■ Consigne 1 ■
Répondez brièvement à ces questions sur la chronique lotoise :
(a) Dans quelle commune Anne Genetet est-elle conseillère municipale ?
(b) Qui la remplace à la tête du ministère de l’Education nationale ?
(c) Quelle distinction a-t-elle reçue « ex officio » en tant que ministre ?
■ Consigne 2 ■
Recopiez le passage de la chronique lotoise qui débute par les mots « Sibelle, Escamps qui » et s’achève sur « par ses chats. », en changeant « samedi » en « dimanche ».

■ Texte fourni ■
•••

Sibelle, Escamps qui perd sa ministre et Cahors qui perd des habitants
Chaque samedi, l’actualité lotoise vue par Philippe Mellet et surtout par ses chats.
Lundi._ Au soir d’une journée de deuil national en hommage aux morts de Mayotte (alors que le décompte précis des victimes du cyclone n’est du reste toujours pas connu), la composition du gouvernement Bayrou est annoncée. Disons le tout net, c’est une catastrophe pour notre département. Anne Genetet n’a pas été reconduite à la tête du ministère de l’Education nationale, et le Lot disparaît ainsi de la carte de France des portefeuilles… Conseillère municipale d’Escamps où elle possède une résidence secondaire, Madame Genetet n’aura pas même eu le temps d’effectuer un voyage en tant que ministre dans son cher Quercy d’adoption. Après trois mois et deux jours, elle est remplacée par Elisabeth Borne. Il est sans doute prématuré pour l’heure d’en dire davantage. Mais avec Sibelle, cet épisode aussi étrange qu’inédit (et un brin désolant, quand même) à l’image de l’actuel tableau que nous offre la vie politique française, nous aura quand même appris quelque chose. Anne Genetet ne quitte pas ses fonctions sans une breloque de choix. Elle est devenue « ex officio » commandeur de l’ordre des Palmes académiques en tant que ministre de l’Education… Même involontairement, l’élue d’Escamps aura contribué à la préservation de l’enseignement du latin.

•••

■ Extraits de données ■

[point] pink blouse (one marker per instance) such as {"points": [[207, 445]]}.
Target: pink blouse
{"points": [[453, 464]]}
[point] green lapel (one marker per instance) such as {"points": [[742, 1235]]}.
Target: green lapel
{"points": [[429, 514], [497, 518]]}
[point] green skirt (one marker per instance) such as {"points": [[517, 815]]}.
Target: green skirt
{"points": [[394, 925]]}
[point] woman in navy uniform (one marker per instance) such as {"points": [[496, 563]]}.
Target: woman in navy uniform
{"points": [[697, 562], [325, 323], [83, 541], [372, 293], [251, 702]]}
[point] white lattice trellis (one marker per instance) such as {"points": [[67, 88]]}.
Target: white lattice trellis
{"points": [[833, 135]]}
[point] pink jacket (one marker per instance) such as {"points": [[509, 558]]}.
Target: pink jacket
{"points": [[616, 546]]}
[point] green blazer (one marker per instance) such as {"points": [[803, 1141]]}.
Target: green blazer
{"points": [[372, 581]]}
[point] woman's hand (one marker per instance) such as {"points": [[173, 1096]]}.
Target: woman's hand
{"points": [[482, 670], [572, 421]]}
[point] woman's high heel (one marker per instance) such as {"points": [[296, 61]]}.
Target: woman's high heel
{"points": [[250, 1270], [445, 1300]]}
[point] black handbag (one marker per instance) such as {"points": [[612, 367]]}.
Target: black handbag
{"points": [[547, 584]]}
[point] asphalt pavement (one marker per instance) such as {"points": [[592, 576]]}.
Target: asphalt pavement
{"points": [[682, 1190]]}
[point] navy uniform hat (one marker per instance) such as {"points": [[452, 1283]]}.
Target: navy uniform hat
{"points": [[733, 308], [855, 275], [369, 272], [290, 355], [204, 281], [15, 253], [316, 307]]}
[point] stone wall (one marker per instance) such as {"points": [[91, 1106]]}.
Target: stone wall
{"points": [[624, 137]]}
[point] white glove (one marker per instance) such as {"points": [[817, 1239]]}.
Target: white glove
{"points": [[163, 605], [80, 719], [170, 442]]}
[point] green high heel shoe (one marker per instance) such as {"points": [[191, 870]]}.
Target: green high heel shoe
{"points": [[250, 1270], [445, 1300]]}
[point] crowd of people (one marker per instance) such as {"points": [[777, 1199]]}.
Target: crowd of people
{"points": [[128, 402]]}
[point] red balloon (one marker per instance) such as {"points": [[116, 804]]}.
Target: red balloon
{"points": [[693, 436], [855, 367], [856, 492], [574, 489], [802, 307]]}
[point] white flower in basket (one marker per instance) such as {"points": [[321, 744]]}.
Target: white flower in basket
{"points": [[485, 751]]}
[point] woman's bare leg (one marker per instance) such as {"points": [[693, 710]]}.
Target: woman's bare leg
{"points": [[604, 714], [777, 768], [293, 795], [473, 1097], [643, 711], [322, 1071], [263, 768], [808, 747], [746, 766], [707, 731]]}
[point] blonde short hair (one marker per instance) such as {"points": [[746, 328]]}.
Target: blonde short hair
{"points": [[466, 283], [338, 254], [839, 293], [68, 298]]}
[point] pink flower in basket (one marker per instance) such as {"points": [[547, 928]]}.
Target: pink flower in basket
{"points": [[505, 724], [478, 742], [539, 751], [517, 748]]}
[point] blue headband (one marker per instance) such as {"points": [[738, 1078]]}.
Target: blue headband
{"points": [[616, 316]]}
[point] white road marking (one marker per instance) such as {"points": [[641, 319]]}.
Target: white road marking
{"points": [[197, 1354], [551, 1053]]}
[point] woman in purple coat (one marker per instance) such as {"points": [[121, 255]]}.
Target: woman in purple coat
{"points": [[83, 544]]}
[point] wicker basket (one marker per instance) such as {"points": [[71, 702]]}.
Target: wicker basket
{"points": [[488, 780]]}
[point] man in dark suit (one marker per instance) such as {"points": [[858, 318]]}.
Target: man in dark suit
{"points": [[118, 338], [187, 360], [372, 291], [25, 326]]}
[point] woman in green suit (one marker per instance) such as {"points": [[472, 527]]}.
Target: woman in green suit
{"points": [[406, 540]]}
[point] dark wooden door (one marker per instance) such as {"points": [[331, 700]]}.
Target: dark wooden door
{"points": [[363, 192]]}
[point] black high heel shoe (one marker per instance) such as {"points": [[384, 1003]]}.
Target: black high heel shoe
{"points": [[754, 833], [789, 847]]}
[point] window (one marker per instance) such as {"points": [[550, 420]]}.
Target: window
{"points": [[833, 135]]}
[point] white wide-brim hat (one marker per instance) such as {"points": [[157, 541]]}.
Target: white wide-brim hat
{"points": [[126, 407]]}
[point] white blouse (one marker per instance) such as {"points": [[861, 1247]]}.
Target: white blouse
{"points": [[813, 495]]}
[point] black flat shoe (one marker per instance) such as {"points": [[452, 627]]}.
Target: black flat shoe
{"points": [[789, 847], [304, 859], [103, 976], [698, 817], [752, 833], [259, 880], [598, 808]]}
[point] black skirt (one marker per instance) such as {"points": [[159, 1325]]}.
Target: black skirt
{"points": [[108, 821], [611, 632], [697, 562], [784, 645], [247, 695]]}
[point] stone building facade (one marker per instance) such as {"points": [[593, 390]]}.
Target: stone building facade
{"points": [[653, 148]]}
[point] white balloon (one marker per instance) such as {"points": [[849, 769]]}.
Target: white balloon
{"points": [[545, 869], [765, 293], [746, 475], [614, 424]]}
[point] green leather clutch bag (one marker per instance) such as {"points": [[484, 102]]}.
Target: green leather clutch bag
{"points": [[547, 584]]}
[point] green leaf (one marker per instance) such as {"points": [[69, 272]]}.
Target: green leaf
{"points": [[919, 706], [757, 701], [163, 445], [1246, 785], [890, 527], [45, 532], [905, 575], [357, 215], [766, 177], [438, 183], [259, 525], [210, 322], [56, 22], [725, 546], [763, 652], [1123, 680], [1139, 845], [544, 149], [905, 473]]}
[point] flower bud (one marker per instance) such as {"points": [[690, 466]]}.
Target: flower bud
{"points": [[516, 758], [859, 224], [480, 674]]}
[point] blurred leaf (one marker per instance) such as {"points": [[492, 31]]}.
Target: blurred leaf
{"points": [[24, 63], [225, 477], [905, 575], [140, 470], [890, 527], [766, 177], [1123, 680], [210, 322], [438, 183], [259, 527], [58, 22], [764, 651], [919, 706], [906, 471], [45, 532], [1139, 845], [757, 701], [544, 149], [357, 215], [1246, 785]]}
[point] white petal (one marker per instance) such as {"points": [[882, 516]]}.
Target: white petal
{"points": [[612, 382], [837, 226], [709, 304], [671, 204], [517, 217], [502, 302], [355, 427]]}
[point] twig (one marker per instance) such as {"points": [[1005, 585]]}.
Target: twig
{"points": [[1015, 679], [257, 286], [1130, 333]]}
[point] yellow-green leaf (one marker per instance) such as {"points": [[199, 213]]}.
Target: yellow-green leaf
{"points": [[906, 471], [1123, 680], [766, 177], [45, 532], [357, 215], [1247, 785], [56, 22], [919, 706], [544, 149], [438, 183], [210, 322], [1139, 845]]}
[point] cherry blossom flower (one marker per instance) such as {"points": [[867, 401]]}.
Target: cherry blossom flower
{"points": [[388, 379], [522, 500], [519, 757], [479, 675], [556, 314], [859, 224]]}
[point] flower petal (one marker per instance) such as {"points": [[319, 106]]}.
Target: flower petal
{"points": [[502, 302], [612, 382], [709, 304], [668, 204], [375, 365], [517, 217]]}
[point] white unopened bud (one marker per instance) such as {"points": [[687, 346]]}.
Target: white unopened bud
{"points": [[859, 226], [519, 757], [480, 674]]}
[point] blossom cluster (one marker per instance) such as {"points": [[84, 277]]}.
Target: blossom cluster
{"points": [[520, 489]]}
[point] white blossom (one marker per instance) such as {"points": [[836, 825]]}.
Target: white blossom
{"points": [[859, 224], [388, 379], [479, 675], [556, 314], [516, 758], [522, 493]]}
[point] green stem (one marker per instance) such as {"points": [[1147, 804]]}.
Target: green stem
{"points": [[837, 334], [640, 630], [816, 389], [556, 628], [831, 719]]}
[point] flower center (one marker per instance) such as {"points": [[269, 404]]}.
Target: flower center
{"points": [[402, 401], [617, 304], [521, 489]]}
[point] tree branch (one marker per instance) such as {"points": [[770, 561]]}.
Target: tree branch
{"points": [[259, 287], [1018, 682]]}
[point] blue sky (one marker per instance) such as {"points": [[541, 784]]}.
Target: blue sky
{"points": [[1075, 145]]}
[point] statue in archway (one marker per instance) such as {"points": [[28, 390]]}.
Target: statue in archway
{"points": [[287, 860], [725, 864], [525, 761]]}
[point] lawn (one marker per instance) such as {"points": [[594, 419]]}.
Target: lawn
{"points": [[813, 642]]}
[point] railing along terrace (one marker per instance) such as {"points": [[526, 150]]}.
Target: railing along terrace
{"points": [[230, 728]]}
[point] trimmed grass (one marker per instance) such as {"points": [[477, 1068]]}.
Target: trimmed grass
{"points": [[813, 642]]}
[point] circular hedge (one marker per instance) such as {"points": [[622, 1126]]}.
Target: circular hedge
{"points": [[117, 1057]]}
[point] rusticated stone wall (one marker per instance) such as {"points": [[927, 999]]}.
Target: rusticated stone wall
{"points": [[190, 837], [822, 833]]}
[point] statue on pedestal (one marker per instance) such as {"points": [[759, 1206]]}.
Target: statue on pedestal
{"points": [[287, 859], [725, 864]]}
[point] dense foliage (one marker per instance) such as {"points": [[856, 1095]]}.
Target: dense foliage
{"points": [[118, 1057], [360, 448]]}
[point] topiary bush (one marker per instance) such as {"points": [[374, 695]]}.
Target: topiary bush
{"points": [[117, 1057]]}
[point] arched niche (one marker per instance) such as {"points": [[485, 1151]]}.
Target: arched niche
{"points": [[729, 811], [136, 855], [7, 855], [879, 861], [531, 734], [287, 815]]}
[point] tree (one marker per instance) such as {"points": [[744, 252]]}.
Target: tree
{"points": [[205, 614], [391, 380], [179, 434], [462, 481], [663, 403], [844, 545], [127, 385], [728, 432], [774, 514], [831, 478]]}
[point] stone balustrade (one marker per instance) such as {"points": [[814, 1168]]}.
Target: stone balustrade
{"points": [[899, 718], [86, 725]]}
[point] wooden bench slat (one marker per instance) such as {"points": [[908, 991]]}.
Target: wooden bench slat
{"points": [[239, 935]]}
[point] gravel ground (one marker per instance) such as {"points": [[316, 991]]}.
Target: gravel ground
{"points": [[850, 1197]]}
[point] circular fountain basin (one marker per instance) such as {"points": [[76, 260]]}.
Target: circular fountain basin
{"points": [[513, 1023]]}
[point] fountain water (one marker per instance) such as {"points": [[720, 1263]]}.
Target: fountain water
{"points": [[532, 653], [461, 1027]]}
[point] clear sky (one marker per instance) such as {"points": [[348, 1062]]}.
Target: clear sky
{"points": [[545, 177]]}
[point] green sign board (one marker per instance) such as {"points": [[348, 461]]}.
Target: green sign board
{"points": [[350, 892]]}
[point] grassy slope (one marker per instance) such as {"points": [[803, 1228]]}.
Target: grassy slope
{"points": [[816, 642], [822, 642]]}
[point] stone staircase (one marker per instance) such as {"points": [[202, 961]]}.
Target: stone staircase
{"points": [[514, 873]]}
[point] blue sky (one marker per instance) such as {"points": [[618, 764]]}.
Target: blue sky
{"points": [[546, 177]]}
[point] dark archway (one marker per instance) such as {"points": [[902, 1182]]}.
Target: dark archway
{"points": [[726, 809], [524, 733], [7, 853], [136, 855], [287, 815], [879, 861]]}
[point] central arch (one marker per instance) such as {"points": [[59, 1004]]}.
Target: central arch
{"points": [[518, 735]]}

•••

■ Réponse attendue 1 ■
(a) À Escamps.
(b) Elisabeth Borne.
(c) Elle est devenue commandeur de l’ordre des Palmes académiques.

■ Réponse attendue 2 ■
Sibelle, Escamps qui perd sa ministre et Cahors qui perd des habitants
Chaque dimanche, l’actualité lotoise vue par Philippe Mellet et surtout par ses chats.